### Passage for review
•••••

Eleonore de Ahna (8 January 1838 – 10 May 1865), occasionally also Leonore de Ahna, was a German operatic soprano/mezzo-soprano.

== Life ==
Born in Vienna, Ahna was the daughter of a Bavarian first lieutenant, who later worked as a factory owner. Her mother was born Freiin von Odelga. Her brother was the violinist Heinrich de Ahna. Her niece, the singer Pauline de Ahna, married the composer Richard Strauss.

Although Ahna had no plans to go to the theatre at first, the deterioration of her parents' financial circumstances forced her to turn to this profession. She received her vocal training from Eduard Mantius (1806–1874). She made her debut on 2 September 1859 at the Staatsoper Unter den Linden in Berlin in the title role of Donizetti's opera Lucrezia Borgia and soon became popular with the public. On 1 January 1860 she received a permanent engagement. She gave Fidès in Meyerbeer's Le prophète, Ortrud in Wagner's Lohengrin, Elisabeth in Tannhäuser and other roles in Le nozze di Figaro, Don Juan, Rigoletto and in Orfeo ed Euridice. She also gave guest performances outside Berlin.

•••••

Region pointing data:
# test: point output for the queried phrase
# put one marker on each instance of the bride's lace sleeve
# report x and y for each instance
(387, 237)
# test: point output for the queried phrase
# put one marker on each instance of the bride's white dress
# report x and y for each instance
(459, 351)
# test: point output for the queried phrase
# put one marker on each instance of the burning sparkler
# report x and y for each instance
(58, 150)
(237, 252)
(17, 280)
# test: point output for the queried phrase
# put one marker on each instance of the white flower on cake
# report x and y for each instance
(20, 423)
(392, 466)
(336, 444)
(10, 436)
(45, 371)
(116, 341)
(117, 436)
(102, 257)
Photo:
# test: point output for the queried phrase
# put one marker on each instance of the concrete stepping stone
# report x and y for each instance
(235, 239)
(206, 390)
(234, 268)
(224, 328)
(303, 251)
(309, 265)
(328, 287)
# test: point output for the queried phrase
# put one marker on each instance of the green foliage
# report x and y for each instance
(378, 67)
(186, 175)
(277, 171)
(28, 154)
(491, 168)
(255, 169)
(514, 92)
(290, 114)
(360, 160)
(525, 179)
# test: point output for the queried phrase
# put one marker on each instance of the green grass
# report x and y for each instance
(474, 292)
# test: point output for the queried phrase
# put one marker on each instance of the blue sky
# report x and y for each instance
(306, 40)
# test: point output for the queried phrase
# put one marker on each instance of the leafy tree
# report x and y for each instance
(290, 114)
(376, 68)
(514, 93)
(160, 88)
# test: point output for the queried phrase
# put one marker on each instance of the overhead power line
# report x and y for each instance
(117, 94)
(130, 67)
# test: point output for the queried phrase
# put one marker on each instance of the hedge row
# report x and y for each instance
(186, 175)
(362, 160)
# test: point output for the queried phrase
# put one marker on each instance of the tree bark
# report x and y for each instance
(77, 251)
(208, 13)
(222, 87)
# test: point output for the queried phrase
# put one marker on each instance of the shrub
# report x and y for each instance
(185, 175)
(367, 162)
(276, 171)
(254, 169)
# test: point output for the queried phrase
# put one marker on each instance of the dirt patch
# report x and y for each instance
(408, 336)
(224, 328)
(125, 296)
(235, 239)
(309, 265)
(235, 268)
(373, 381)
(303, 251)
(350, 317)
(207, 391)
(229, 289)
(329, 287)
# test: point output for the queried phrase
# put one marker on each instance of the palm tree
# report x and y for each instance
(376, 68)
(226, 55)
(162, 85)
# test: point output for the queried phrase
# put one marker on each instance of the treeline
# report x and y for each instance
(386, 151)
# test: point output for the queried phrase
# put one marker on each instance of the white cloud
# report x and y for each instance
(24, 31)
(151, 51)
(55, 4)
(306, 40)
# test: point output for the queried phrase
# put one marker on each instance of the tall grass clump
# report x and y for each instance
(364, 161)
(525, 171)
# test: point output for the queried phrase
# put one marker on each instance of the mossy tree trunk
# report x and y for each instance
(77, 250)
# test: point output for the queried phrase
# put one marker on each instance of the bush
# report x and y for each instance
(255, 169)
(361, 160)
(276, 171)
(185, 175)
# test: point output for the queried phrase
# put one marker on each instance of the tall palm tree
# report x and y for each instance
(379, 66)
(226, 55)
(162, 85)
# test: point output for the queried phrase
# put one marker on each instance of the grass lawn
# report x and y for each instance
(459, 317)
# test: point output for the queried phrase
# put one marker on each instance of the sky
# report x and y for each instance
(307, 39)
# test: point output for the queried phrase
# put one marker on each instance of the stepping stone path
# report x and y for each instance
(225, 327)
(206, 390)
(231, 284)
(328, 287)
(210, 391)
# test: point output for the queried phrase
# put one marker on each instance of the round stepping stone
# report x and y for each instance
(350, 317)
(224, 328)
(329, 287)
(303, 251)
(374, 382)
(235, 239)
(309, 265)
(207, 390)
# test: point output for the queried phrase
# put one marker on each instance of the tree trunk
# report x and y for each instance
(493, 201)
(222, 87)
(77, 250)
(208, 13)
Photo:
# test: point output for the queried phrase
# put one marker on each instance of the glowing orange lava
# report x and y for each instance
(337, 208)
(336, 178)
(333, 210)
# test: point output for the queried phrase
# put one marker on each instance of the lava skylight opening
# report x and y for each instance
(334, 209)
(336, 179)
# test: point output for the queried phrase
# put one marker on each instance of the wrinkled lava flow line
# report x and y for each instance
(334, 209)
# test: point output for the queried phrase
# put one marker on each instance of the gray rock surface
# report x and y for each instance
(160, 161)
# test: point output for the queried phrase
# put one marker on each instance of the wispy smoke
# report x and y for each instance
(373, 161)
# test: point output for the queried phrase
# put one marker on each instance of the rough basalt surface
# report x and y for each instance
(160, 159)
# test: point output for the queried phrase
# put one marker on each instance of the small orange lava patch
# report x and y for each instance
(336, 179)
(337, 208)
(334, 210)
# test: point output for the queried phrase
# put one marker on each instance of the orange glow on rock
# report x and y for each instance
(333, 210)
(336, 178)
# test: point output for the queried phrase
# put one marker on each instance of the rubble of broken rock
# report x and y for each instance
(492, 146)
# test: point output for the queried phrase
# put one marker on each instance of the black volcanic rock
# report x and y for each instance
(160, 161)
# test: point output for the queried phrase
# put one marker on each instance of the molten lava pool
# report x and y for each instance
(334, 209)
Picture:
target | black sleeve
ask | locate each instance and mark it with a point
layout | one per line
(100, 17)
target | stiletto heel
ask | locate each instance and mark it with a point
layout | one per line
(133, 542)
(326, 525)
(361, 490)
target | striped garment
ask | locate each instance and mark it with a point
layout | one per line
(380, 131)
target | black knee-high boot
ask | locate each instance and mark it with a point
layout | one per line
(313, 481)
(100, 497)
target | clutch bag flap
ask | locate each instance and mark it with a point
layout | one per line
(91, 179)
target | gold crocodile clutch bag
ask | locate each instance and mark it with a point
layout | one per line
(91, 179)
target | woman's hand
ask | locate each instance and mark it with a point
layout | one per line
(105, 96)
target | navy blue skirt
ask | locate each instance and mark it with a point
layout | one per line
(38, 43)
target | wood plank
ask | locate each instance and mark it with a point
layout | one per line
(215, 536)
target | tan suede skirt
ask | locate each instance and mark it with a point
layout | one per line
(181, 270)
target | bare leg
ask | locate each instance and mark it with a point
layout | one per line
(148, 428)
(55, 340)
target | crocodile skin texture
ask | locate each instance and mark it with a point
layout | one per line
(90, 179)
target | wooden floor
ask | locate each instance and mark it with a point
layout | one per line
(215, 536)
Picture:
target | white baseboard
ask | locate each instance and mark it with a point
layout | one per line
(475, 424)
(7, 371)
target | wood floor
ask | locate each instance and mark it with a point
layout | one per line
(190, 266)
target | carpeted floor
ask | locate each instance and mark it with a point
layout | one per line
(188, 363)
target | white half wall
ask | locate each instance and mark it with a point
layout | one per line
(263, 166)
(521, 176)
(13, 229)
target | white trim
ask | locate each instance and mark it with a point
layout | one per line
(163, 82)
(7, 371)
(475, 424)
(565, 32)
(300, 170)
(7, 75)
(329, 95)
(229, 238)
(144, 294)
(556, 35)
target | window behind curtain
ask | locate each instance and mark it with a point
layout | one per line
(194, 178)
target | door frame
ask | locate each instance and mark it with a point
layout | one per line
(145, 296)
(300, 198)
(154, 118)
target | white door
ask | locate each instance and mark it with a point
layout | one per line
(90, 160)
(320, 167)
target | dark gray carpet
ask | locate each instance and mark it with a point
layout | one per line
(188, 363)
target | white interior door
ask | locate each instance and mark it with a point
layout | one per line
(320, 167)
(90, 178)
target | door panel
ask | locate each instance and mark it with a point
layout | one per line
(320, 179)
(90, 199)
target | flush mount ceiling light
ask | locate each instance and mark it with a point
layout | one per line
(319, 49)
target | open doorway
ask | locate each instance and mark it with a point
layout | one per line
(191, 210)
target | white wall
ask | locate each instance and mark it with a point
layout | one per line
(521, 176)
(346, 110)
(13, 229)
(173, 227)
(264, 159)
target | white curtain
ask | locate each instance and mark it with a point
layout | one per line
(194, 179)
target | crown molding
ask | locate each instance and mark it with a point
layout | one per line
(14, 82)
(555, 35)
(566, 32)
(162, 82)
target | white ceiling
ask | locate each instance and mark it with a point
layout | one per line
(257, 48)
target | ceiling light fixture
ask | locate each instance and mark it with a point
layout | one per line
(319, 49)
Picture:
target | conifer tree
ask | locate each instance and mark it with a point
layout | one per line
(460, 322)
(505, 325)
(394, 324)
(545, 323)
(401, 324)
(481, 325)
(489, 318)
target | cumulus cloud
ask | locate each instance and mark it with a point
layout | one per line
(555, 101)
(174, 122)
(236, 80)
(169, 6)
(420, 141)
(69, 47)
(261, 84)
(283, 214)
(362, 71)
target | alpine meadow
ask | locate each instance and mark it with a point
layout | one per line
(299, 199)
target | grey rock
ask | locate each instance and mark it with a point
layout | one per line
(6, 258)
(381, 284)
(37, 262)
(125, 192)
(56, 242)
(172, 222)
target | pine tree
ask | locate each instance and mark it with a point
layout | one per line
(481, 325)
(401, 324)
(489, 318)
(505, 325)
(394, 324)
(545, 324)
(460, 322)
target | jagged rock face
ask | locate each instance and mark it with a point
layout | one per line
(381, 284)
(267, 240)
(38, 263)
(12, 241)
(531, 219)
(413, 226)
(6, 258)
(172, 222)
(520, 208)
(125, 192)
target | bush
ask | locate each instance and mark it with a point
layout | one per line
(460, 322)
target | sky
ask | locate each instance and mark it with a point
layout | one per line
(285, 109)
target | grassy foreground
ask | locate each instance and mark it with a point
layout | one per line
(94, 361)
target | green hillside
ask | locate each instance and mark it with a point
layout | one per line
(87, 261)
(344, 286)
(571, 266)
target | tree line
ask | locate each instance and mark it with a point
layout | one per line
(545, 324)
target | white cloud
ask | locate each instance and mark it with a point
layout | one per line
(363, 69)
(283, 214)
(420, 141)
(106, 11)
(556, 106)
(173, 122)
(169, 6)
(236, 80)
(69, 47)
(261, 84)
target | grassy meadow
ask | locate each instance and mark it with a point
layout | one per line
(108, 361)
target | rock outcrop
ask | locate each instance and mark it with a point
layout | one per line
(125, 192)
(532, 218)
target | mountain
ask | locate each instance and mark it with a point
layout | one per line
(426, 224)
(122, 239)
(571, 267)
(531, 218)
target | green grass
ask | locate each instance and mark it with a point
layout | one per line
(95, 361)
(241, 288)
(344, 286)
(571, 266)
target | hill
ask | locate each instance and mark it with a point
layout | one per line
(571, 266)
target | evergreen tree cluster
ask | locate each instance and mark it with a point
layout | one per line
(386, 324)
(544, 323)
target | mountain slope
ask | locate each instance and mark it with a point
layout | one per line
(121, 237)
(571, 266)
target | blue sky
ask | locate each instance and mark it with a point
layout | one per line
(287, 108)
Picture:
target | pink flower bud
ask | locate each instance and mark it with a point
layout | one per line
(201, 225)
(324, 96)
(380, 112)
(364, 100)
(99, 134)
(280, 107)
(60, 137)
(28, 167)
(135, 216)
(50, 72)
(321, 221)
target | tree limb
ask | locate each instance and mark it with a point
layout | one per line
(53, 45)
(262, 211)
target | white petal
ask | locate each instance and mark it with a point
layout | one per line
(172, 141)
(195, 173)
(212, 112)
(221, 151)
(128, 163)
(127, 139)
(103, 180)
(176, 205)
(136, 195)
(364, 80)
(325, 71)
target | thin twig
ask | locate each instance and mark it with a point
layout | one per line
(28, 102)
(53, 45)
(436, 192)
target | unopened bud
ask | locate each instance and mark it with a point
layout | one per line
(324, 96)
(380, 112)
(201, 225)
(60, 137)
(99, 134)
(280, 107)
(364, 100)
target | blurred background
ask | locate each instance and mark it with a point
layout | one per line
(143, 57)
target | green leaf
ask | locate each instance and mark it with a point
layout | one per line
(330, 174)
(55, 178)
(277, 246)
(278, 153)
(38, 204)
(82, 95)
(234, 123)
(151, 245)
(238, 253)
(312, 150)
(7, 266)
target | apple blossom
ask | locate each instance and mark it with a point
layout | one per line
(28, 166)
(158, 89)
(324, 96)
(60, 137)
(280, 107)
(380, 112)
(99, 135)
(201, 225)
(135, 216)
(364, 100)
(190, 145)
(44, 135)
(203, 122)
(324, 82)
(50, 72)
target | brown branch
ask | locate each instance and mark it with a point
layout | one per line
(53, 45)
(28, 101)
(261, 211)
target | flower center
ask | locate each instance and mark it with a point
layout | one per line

•••••

From the passage about Eleonore de Ahna, print the part between "Although Ahna had" and "performances outside Berlin.", inclusive. The entries are separate material and have no connection to the passage about Eleonore de Ahna.

### Response to the exercise
Although Ahna had no plans to go to the theatre at first, the deterioration of her parents' financial circumstances forced her to turn to this profession. She received her vocal training from Eduard Mantius (1806–1874). She made her debut on 2 September 1859 at the Staatsoper Unter den Linden in Berlin in the title role of Donizetti's opera Lucrezia Borgia and soon became popular with the public. On 1 January 1860 she received a permanent engagement. She gave Fidès in Meyerbeer's Le prophète, Ortrud in Wagner's Lohengrin, Elisabeth in Tannhäuser and other roles in Le nozze di Figaro, Don Juan, Rigoletto and in Orfeo ed Euridice. She also gave guest performances outside Berlin.